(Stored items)

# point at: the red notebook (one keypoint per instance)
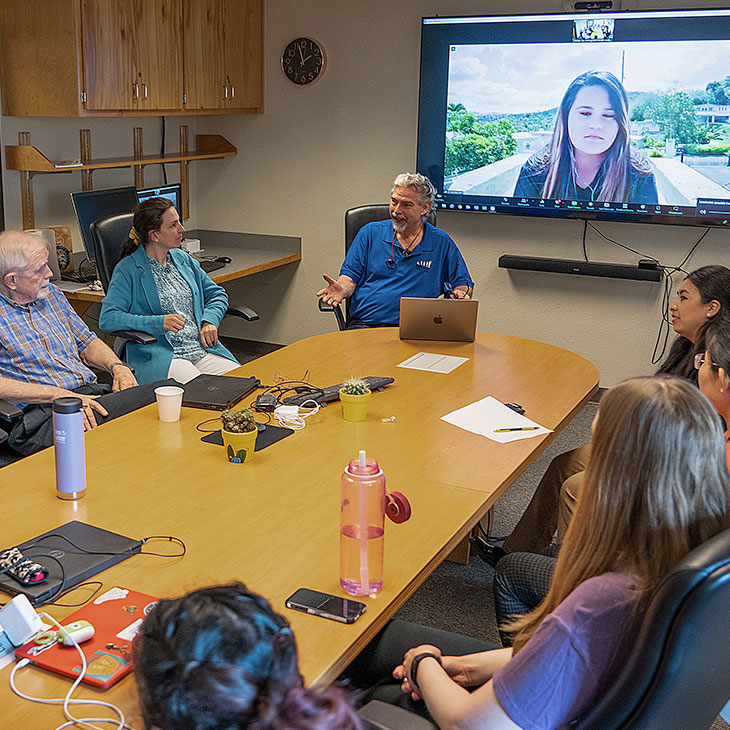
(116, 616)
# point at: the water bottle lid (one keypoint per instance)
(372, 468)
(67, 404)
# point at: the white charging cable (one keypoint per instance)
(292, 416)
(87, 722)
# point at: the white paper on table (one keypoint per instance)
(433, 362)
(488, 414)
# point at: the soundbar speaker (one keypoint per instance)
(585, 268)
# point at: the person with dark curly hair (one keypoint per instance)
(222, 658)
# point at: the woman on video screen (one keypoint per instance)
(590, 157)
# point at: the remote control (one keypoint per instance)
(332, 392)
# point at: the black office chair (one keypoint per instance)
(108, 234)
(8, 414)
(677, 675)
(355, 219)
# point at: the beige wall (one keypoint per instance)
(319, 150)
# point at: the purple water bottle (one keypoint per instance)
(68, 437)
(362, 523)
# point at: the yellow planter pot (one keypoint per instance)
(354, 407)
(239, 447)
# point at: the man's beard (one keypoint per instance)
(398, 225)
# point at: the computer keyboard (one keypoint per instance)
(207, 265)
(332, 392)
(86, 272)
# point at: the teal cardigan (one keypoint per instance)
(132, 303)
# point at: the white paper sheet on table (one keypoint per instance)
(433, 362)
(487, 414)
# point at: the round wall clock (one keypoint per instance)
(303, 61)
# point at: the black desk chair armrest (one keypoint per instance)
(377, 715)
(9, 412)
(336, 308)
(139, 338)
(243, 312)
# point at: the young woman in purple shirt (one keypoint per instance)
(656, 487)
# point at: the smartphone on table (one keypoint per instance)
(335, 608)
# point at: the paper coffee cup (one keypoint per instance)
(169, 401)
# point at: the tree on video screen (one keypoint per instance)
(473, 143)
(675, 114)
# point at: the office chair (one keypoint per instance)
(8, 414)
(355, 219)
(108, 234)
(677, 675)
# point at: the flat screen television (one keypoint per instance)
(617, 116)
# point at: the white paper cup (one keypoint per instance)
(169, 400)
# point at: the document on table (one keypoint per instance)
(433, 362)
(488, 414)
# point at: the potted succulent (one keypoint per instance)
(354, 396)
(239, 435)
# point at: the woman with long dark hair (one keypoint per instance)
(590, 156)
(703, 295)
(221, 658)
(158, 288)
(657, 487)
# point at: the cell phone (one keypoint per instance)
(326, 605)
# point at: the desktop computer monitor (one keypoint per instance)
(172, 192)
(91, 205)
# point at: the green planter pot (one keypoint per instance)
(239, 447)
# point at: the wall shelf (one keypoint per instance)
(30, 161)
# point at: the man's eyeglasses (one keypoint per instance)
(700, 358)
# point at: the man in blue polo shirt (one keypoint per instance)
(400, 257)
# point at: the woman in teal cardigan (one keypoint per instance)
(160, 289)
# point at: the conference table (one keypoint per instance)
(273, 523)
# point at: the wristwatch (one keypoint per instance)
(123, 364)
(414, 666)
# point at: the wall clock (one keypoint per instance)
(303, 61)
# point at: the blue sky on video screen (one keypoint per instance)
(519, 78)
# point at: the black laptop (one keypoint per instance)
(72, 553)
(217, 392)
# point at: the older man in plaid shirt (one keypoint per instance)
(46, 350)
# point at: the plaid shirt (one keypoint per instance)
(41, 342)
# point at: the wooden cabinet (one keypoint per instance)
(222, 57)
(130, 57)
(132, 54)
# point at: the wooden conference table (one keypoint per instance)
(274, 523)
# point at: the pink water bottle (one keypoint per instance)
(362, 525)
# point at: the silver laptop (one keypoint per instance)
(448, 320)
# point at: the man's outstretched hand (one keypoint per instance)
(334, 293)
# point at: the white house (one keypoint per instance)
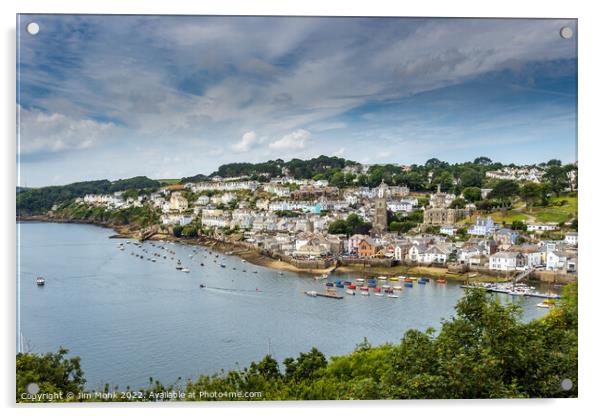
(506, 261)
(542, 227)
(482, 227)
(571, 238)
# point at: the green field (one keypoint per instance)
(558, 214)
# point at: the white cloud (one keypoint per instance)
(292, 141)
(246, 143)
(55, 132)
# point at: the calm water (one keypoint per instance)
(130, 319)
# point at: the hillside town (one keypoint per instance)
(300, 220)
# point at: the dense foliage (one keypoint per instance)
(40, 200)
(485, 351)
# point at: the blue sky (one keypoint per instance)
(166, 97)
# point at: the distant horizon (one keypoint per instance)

Problem details
Once the pictures are set aside, transcribe the remaining lines above exactly.

Solution for this exercise
# point at: the red notebook (one keypoint per instance)
(116, 616)
# point at: the water bottle lid (one keypoint per instance)
(372, 468)
(67, 404)
# point at: the white charging cable (one keypoint per instance)
(292, 416)
(87, 722)
# point at: the white paper on table (one keypoint per instance)
(433, 362)
(488, 414)
# point at: the soundbar speaker (one keypoint per instance)
(585, 268)
# point at: the person with dark curly hair (one keypoint per instance)
(222, 658)
# point at: the woman on video screen (one keypoint per instance)
(590, 157)
# point at: the remote control (one keypoint per instance)
(332, 392)
# point at: the black office chair (one keypoint per instance)
(108, 234)
(8, 414)
(677, 675)
(355, 219)
# point at: the beige wall (one keypoint per instance)
(319, 150)
# point at: the purple water bottle (one keypoint per instance)
(68, 437)
(362, 523)
# point at: the yellow planter pot (one keypoint per instance)
(354, 407)
(239, 447)
# point at: the man's beard (one keypoint per instance)
(398, 225)
# point at: the computer keyboard (one keypoint per instance)
(207, 265)
(332, 392)
(86, 272)
# point at: the teal cardigan (one keypoint per instance)
(132, 303)
# point at: the white paper sheet on table (one keypoint per instance)
(433, 362)
(487, 414)
# point at: the round wall clock (one keypoint per instance)
(303, 61)
# point at: the black desk chair armrest (one keypoint per instance)
(377, 715)
(9, 412)
(336, 308)
(139, 338)
(243, 312)
# point at: the young woman in purple shirt (one keypoint per instance)
(656, 487)
# point at: the smartphone on table (one keypoint per instance)
(335, 608)
# point at: the paper coffee cup (one keypoint per instance)
(169, 401)
# point at: the tree on video screen (one keypoint per instance)
(473, 143)
(675, 114)
# point at: the office chair (one keypoint per instance)
(8, 414)
(355, 219)
(108, 234)
(677, 675)
# point at: the flat screen television (one keypoint per instance)
(617, 116)
# point at: the white paper cup (one keypoint per instance)
(169, 400)
# point at: the document on table (one keypoint per instance)
(433, 362)
(488, 414)
# point at: the potted succulent (one keypoint per instance)
(354, 396)
(239, 435)
# point at: the woman with long dark hair (one keypoint per instance)
(590, 156)
(703, 295)
(221, 658)
(158, 288)
(657, 487)
# point at: the cell phone (one keypoint per instance)
(326, 605)
# point at: the desktop computer monitor (one keypoint per instance)
(172, 192)
(91, 205)
# point at: the green planter pot (one keypoint per instance)
(239, 447)
# point at: the wall shelf (one keypoint per instance)
(30, 161)
# point at: the man's eyeglasses (one keypoint per instance)
(700, 358)
# point at: the man in blue polo shirt (one keypoint per instance)
(400, 257)
# point at: the woman in teal cardigan (one keypoint per instance)
(160, 289)
# point at: the conference table (one keypoint per instance)
(273, 523)
# point at: the wristwatch (one keypoint per instance)
(123, 364)
(414, 666)
# point at: the wall clock (one keypoint per instance)
(303, 61)
# point at: the blue sky on video screen (one keypoint per instance)
(519, 78)
# point at: the black laptop (one keypoint per instance)
(72, 553)
(217, 392)
# point at: the older man in plaid shirt (one keypoint per instance)
(46, 350)
# point at: the plaid shirt (one keypoint per instance)
(41, 342)
# point at: the wooden cabinet (one keypoint per instance)
(222, 57)
(130, 57)
(132, 54)
# point at: the wooden conference table (one keypoint per instance)
(274, 523)
# point at: the pink water bottle (one keypoint per instance)
(362, 525)
# point at: the silver laptop (one keypoint per instance)
(448, 320)
# point at: the man's outstretched hand (one keypoint per instance)
(334, 293)
# point at: the white house (one keypoint per instance)
(506, 261)
(542, 227)
(482, 227)
(571, 238)
# point at: the green field (one keypoint per instance)
(558, 214)
# point at: the white cloud (one keypoint per instance)
(292, 141)
(246, 143)
(55, 132)
# point at: the calm water (one keypoint per instance)
(130, 319)
# point at: the hillside town (one keypoint per instance)
(300, 220)
# point at: the dense foliage (one keypoint per instance)
(40, 200)
(485, 351)
# point at: the blue sky (one keypoint per instance)
(166, 97)
# point at: the distant horizon (one keypoint per instance)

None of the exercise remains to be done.